### WRITTEN EXERCISE:
Could you copy every one of the entries below word for word, with no changes?

### DATA LISTING:
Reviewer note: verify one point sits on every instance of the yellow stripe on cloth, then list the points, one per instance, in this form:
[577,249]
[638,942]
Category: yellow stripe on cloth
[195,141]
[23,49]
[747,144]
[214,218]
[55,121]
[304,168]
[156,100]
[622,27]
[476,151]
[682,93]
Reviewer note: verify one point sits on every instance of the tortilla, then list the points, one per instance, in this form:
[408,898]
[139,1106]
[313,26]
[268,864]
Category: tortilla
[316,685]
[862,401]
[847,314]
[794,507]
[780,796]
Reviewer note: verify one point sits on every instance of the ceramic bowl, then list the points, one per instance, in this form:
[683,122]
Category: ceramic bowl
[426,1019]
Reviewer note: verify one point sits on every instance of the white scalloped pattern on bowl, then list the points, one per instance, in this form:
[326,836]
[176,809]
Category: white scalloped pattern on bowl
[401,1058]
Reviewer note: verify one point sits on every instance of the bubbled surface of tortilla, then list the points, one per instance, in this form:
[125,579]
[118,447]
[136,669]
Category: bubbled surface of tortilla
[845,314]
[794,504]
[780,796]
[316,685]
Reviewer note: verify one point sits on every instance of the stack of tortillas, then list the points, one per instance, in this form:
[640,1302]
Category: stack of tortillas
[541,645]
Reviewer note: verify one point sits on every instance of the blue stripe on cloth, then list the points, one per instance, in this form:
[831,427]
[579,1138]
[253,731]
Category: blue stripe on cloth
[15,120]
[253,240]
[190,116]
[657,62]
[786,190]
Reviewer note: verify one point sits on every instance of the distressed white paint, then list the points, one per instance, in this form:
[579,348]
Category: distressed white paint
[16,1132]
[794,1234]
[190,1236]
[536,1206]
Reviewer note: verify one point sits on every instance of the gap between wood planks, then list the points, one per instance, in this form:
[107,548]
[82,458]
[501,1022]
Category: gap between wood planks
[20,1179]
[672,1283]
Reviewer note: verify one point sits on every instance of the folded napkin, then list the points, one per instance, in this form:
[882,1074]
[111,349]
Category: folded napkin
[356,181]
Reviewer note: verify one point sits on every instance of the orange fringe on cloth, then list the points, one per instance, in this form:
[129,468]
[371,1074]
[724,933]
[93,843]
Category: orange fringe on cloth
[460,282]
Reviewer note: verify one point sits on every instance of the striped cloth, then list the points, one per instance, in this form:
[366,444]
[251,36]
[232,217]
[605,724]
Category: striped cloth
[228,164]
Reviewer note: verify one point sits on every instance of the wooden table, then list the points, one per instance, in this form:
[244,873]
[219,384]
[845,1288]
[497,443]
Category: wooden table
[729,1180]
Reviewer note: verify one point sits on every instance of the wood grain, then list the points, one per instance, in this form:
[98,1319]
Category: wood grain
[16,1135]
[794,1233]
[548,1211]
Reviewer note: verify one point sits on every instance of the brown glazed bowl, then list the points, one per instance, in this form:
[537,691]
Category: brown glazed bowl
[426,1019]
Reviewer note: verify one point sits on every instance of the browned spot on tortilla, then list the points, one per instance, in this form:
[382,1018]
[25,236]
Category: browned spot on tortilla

### FINISHED TASK:
Reviewer note: verify one point sits on every instance of the yellow stripe on cloth, then list the points, one per instance, in this form:
[577,249]
[638,942]
Category: yellow stripe on cloth
[195,141]
[23,49]
[747,144]
[214,218]
[55,121]
[304,168]
[156,100]
[622,27]
[476,151]
[682,93]
Reviewer note: verify one point sits on every instance of the tortilla, then list the points, one per instance, in this form:
[408,898]
[139,1106]
[313,26]
[268,864]
Category: tortilla
[316,685]
[862,401]
[847,314]
[794,507]
[780,796]
Reviewer note: verify one point sits on every instance of the ceramic bowl, then list the points, one per instance, in this form:
[683,122]
Category: ceramic bowl
[426,1019]
Reviewer note: verify one point sits on every instance of the white scalloped pattern on bowl, then list the points, one per instance, in this form:
[326,836]
[176,809]
Category: white scalloped pattern on bowl
[401,1058]
Reviewer note: verify one point sits on every instance of the bubbled surface of tortilla, then list the points, one per instance, in this form:
[125,579]
[118,447]
[136,669]
Category: bubbled surface of tortilla
[845,314]
[794,504]
[780,796]
[316,685]
Reviewer note: verify one point sits on every instance of the stack of tortillas, then list the points, one per instance, in this form:
[640,1302]
Category: stack of tortillas
[541,645]
Reviewer note: verify one point sits on every instance of the blue stripe on cloth, then list the points, one per instance, in this form:
[831,427]
[579,1138]
[253,731]
Category: blue stripe on cloth
[15,120]
[253,240]
[190,116]
[657,62]
[786,190]
Reviewer note: verify one point sits on every instance of the distressed white paint, then list the points, one per instance, in this form:
[579,348]
Category: distressed white paint
[16,1132]
[794,1234]
[190,1236]
[536,1206]
Reviewer note: verify one point sits on every instance of the gap between wood planks, then list the points, one per instance, in this form:
[107,548]
[82,458]
[501,1022]
Category: gap between wood planks
[20,1179]
[672,1283]
Reviewer note: verify one point sits on every instance of the folded napkin, then list the points, one per instance, in this form:
[882,1074]
[111,349]
Category: folded napkin
[356,181]
Reviewer note: verify one point sits on every instance of the orange fringe on cloth, then list the points, one per instance, in this form:
[129,468]
[371,1074]
[724,933]
[93,843]
Category: orange fringe on cloth
[460,282]
Reviewer note: verify one point sits on every instance of the striped cloth, then list the points, one per instance, in this form:
[366,444]
[251,36]
[232,217]
[605,724]
Category: striped cloth
[228,164]
Reviewer note: verify one point sits on every instance of the wooden table, then list the points, one per instance, in this form:
[244,873]
[219,384]
[845,1288]
[497,443]
Category: wooden table
[729,1180]
Reviewer note: verify one point sits on every instance of the wood grain, then list the points, one per instance, in this form:
[98,1319]
Category: wood grain
[16,1135]
[794,1233]
[548,1211]
Reviewer note: verify one point sits on every instance of the brown glazed bowl, then list the points, one per instance, in this form:
[537,691]
Category: brown glazed bowl
[426,1019]
Reviewer note: verify one point sits on every instance of the browned spot on tortilla, then list the points, one per instance, in this form:
[382,1018]
[25,236]
Category: browned spot on tortilla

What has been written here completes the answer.